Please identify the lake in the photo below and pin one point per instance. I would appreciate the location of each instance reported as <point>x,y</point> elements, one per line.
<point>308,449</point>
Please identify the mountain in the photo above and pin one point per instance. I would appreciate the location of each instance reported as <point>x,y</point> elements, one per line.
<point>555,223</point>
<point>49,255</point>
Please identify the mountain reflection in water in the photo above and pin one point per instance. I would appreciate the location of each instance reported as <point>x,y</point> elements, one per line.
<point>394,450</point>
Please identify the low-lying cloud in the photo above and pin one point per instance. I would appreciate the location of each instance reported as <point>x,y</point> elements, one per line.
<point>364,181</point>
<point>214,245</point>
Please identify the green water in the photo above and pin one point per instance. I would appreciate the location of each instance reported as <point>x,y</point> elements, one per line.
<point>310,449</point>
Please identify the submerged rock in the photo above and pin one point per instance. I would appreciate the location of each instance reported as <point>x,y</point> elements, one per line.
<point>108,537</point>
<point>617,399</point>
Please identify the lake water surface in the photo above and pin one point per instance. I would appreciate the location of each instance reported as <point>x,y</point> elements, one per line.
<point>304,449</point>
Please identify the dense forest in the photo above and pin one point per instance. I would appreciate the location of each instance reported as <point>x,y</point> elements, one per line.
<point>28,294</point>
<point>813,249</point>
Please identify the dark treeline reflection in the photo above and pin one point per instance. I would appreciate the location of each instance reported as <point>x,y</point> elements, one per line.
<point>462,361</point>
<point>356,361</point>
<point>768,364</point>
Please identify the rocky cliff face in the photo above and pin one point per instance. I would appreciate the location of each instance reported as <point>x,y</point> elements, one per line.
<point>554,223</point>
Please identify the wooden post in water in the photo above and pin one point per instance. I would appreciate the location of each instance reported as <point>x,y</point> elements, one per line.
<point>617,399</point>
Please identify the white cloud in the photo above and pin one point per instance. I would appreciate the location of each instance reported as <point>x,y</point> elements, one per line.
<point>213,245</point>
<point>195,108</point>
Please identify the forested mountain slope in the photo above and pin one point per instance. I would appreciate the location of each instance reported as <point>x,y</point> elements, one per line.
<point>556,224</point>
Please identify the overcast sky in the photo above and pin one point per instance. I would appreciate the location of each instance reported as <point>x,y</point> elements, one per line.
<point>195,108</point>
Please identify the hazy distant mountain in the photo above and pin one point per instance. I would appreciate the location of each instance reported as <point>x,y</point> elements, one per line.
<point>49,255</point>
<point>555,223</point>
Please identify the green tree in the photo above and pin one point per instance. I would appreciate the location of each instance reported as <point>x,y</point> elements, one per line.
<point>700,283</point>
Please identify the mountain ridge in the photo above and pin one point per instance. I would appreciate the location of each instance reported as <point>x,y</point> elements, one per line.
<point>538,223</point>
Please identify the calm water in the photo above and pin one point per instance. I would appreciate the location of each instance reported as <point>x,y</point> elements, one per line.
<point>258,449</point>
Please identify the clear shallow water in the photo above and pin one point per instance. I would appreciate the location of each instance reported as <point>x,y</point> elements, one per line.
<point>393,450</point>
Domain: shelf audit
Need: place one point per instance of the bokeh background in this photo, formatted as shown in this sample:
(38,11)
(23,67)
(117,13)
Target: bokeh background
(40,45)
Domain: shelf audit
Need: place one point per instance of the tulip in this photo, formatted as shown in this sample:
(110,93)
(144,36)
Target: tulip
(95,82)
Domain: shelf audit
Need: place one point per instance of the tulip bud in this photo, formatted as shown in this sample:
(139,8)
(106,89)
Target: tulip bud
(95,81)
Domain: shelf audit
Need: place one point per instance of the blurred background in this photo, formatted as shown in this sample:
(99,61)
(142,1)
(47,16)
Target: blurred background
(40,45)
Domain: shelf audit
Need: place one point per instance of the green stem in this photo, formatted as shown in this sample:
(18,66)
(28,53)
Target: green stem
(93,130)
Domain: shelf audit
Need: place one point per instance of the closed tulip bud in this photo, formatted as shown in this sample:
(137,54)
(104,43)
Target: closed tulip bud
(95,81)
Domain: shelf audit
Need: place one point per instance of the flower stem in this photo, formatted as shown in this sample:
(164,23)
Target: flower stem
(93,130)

───

## TO BE DONE
Repeat exactly, and only, the lines from the line containing "Please identify the green tree" through the last line of the records above, both included.

## OUTPUT FOR THIS EXERCISE
Please identify the green tree in the photo above and pin one point per instance. I would appreciate the location of each instance reported as <point>x,y</point> elements, one per line.
<point>700,283</point>
Please identify the mountain ridge in the photo above and pin one point per instance. I would appreciate the location of each instance reported as <point>x,y</point> elements, one per line.
<point>538,223</point>
Please identify the calm water in the photo above and pin one point per instance. I would appreciate the location of each instance reported as <point>x,y</point> elements, one per line.
<point>258,449</point>
Please identify the clear shallow water in the photo above and pin one point per instance. I would appreciate the location of each instance reported as <point>x,y</point> elements, one per line.
<point>393,450</point>
Domain: shelf audit
Need: place one point per instance of the bokeh background in this photo, formatted as shown in this sample:
(38,11)
(23,67)
(117,13)
Target: bokeh background
(40,45)
Domain: shelf audit
Need: place one point per instance of the tulip in this photo, formatted as shown in this sample:
(110,93)
(144,36)
Target: tulip
(95,82)
Domain: shelf audit
Need: place one point per instance of the tulip bud in this photo, formatted as shown in this sample:
(139,8)
(106,89)
Target: tulip bud
(95,81)
Domain: shelf audit
Need: place one point per instance of the blurred background in this photo, formatted as shown in this sample:
(99,61)
(142,1)
(47,16)
Target: blurred background
(40,45)
Domain: shelf audit
Need: place one point per instance of the green stem in this photo, formatted as shown in this sample:
(18,66)
(28,53)
Target: green stem
(93,130)
Domain: shelf audit
Need: place one point per instance of the closed tulip bud in this photo, formatted as shown in this sample:
(137,54)
(104,43)
Target: closed tulip bud
(95,81)
Domain: shelf audit
Need: place one point per instance of the flower stem in this photo, formatted as shown in this sample:
(164,23)
Target: flower stem
(93,130)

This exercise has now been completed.